But this is not Bernard’s approach.

His core theme is that the Civil Service, like any large and complex institution, is bound together by the relationships of those working within it. If you want to improve how the organisation works, you need to concentrate on strengthening these relationships.

Jenkin remarked a number of times that change in the Civil Service cannot come from outside, from the confident prescriptions of Parliament or anyone else, but must come from within. For him, staff engagement is vital and needs to be a central component in the appraisal of permanent secretaries.

While his speech probably owes more to the pages of the Harvard Business Review than the typical cut and thrust of Westminster, that does not mean politics were absent.

Jenkin touched on the most powerful and compelling set of relationships in Whitehall: that between ministers and officials. How can officials provide constructive challenge when trust is scarce? Are special advisers and extended ministerial offices corroding the situation?

Questions from the audience focused on the relationship between the Civil Service and ministers, and I expect the inquiry to look at this closely. It’s tricky ground and will be fascinating to see if it can come up with constructive proposals.

I was slightly disappointed when Jenkin said his committee’s inquiry would concentrate on Whitehall, rather than the Civil Service as a whole. Of course every inquiry needs a focus, but it would be a shame if the relationships between ministers and officials took up all the oxygen, leaving no time for examining the often dysfunctional relationships between departments and quangos, or the need to adapt how we do policymaking to fit with how digital services are developed.

Dave Penman, General Secretary of the FDA, asked whether the inquiry would consider the size and capacity of the Civil Service when dealing with the pressure on government. With his Brexit hat on, Jenkin said the entire process must be kept as simple as possible, simply translating existing rules and programmes, including the Common Agricultural Policy, into domestic systems.

**PROBLEM 1**
Can you reproduce the records word for word, starting at their beginning and ending with the line that contains "box: [219, 222, 258, 239]", with the pictures left out?
The passage and the records that follow it come from separate sources.

**DATA FOR ANALYSIS**

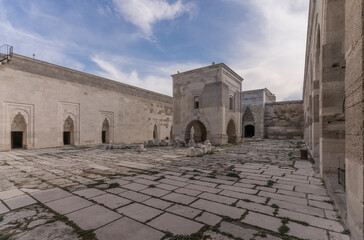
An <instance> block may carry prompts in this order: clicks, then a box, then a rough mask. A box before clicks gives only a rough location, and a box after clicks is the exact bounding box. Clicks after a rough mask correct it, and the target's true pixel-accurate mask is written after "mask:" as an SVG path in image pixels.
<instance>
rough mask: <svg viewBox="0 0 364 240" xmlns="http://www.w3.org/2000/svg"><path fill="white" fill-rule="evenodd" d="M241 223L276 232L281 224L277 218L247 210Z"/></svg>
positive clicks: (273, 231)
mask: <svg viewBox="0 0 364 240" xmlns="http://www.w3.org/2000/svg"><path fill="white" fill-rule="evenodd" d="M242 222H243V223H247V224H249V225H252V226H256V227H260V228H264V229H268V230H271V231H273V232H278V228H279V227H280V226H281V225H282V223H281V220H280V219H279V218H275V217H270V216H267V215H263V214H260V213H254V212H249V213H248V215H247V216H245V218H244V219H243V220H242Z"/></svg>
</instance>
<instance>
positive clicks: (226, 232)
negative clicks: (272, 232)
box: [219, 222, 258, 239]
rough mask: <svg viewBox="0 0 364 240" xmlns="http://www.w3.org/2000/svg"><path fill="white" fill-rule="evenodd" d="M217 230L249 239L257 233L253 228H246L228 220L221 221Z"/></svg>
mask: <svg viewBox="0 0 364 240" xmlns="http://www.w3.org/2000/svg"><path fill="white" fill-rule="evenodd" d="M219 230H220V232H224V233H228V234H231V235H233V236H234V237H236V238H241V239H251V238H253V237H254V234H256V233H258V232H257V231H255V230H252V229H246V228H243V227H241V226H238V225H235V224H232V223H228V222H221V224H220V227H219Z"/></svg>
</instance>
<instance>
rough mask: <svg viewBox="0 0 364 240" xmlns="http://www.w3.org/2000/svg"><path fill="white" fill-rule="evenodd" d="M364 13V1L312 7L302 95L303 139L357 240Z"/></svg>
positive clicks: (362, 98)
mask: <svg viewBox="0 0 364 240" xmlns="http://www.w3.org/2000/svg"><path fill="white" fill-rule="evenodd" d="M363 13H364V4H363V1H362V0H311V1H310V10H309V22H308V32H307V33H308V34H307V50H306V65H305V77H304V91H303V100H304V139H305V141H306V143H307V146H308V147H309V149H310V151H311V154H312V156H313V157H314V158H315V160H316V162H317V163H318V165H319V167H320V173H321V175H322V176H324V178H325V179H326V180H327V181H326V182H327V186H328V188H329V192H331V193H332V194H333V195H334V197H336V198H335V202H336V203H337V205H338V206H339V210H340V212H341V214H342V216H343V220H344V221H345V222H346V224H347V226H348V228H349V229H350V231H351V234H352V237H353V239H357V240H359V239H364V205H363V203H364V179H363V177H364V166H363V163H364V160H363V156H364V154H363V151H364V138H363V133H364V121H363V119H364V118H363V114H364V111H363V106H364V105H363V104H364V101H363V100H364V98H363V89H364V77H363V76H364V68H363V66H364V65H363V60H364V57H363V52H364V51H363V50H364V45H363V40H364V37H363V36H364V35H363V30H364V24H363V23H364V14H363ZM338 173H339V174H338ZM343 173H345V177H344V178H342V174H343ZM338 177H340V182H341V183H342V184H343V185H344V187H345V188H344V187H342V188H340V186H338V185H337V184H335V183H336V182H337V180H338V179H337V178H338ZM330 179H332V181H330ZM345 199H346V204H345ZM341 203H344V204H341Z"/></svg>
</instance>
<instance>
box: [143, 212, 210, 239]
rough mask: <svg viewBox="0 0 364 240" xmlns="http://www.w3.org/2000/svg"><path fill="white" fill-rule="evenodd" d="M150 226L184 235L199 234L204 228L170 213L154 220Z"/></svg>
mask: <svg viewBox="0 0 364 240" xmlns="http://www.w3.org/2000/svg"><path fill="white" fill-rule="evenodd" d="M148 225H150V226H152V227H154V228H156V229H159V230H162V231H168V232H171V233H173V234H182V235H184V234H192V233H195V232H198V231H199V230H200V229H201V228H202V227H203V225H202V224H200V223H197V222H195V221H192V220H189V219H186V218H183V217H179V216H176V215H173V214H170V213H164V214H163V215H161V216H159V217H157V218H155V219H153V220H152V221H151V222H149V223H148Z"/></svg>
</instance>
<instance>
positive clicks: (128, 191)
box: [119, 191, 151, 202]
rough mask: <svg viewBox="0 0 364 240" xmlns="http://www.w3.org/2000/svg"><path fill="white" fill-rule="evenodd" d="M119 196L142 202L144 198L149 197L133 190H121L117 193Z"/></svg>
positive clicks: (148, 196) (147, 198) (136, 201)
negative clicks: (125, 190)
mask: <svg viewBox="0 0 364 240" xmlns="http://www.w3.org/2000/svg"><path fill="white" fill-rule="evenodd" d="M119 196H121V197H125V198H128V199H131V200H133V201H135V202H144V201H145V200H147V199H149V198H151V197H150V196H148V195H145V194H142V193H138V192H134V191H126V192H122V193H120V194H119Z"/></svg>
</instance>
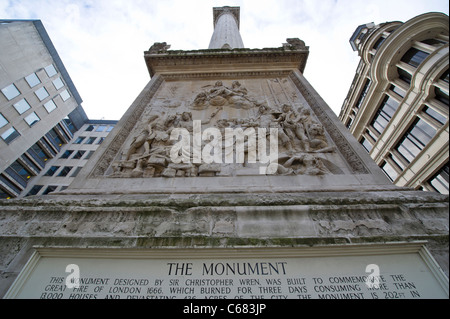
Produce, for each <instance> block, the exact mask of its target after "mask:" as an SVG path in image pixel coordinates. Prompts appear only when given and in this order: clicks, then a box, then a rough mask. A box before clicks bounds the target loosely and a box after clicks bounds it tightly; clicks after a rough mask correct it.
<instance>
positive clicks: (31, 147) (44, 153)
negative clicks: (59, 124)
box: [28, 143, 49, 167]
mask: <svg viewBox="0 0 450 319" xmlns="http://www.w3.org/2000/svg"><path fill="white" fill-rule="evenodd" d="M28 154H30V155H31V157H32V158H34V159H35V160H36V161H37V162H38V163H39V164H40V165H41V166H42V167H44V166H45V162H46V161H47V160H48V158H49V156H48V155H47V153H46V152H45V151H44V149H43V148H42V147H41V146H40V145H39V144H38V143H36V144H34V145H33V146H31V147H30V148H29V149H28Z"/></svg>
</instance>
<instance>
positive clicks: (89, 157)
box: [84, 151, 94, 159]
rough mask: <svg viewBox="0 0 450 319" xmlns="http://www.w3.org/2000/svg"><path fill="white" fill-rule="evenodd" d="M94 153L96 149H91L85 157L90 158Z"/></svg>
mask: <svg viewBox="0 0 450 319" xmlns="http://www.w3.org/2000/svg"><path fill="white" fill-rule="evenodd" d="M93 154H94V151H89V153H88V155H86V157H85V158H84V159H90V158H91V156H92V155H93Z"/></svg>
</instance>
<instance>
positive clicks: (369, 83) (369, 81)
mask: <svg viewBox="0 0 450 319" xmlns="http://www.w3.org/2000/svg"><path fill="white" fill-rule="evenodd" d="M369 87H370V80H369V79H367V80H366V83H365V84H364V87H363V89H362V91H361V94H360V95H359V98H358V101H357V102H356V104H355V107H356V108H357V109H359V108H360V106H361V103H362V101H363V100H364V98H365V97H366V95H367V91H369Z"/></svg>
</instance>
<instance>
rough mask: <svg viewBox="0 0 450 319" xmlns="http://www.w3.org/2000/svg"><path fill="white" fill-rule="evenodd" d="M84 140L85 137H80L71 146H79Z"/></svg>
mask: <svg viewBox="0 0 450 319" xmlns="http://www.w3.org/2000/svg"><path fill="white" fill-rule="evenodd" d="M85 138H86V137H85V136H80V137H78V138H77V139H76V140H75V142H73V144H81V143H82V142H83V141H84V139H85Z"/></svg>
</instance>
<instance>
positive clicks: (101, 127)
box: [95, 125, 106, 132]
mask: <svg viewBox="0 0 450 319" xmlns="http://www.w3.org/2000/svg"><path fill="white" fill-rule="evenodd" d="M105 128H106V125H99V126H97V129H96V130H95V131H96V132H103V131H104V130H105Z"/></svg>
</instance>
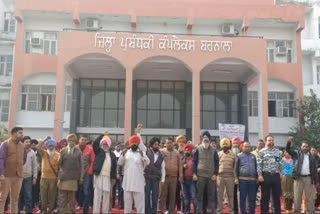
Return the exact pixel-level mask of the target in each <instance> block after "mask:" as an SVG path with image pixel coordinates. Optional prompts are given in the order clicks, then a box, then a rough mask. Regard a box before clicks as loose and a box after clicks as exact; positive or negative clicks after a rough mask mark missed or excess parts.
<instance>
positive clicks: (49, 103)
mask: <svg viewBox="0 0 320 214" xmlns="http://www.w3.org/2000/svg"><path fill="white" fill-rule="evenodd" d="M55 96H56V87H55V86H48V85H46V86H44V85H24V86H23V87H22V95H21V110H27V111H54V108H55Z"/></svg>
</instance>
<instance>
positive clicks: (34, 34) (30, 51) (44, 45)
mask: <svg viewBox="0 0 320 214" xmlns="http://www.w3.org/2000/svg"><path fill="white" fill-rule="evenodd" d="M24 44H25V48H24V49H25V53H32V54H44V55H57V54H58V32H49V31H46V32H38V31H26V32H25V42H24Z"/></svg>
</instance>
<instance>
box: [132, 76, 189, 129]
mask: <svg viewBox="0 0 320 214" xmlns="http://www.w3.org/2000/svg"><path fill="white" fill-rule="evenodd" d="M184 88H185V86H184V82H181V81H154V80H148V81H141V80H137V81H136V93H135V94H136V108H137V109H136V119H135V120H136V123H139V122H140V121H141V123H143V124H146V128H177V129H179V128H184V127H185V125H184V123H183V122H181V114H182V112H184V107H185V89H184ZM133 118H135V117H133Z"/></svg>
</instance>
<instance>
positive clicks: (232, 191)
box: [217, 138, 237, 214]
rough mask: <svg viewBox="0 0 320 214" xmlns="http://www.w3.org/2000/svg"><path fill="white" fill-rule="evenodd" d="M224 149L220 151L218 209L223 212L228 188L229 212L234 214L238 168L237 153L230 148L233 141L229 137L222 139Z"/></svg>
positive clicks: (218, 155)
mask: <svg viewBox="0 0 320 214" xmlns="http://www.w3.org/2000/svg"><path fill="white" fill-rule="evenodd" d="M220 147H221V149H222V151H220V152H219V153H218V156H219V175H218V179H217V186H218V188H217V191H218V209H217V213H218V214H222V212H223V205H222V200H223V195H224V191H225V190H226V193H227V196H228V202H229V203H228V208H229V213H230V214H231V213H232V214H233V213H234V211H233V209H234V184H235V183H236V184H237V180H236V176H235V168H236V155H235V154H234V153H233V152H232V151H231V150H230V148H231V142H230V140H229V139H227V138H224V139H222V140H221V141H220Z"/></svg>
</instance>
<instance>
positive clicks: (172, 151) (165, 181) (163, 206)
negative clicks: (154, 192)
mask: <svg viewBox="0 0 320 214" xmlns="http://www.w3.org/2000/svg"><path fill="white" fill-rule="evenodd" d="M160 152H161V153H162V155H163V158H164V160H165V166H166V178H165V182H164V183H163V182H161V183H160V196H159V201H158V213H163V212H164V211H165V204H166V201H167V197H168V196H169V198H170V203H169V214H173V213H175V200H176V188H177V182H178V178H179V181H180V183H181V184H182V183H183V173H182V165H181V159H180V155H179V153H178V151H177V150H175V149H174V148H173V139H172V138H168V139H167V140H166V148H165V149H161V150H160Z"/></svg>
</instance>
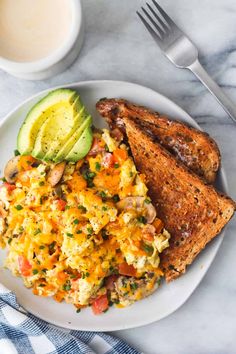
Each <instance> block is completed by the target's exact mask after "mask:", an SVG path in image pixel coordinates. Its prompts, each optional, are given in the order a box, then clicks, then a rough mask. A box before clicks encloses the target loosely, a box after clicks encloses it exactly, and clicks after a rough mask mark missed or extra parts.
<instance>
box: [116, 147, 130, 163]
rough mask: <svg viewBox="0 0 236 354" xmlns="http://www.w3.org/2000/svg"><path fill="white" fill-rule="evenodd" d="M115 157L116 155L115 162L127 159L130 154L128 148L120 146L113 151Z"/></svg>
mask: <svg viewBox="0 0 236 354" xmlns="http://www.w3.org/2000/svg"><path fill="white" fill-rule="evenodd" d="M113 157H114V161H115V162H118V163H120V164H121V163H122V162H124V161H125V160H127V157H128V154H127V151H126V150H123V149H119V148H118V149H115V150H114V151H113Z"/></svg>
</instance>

**PROBLEM 2**
In the passage on the Civil Service inquiry, what did Jenkin say needs to be a central component in the appraisal of permanent secretaries?

**EXERCISE OUTPUT 1**
An <instance> block may carry prompts in this order: clicks, then a box, then a rough mask. A box before clicks gives only a rough location, and a box after clicks is the exact bounding box. Clicks after a rough mask correct it, and the target's true pixel-accurate mask is written after "mask:" as an SVG path in image pixels.
<instance>
rough mask: <svg viewBox="0 0 364 240" xmlns="http://www.w3.org/2000/svg"><path fill="white" fill-rule="evenodd" d="M241 223L276 232L281 224L277 218L247 210Z"/></svg>
positive clicks: (273, 231)
mask: <svg viewBox="0 0 364 240" xmlns="http://www.w3.org/2000/svg"><path fill="white" fill-rule="evenodd" d="M242 222H243V223H247V224H249V225H252V226H256V227H260V228H264V229H268V230H271V231H273V232H278V228H279V227H280V226H281V225H282V223H281V220H280V219H279V218H275V217H270V216H267V215H263V214H260V213H254V212H249V213H248V215H247V216H245V218H244V219H243V220H242Z"/></svg>
</instance>
<instance>
positive clicks: (226, 232)
negative clicks: (272, 232)
box: [219, 222, 258, 239]

**EXERCISE OUTPUT 2**
Staff engagement.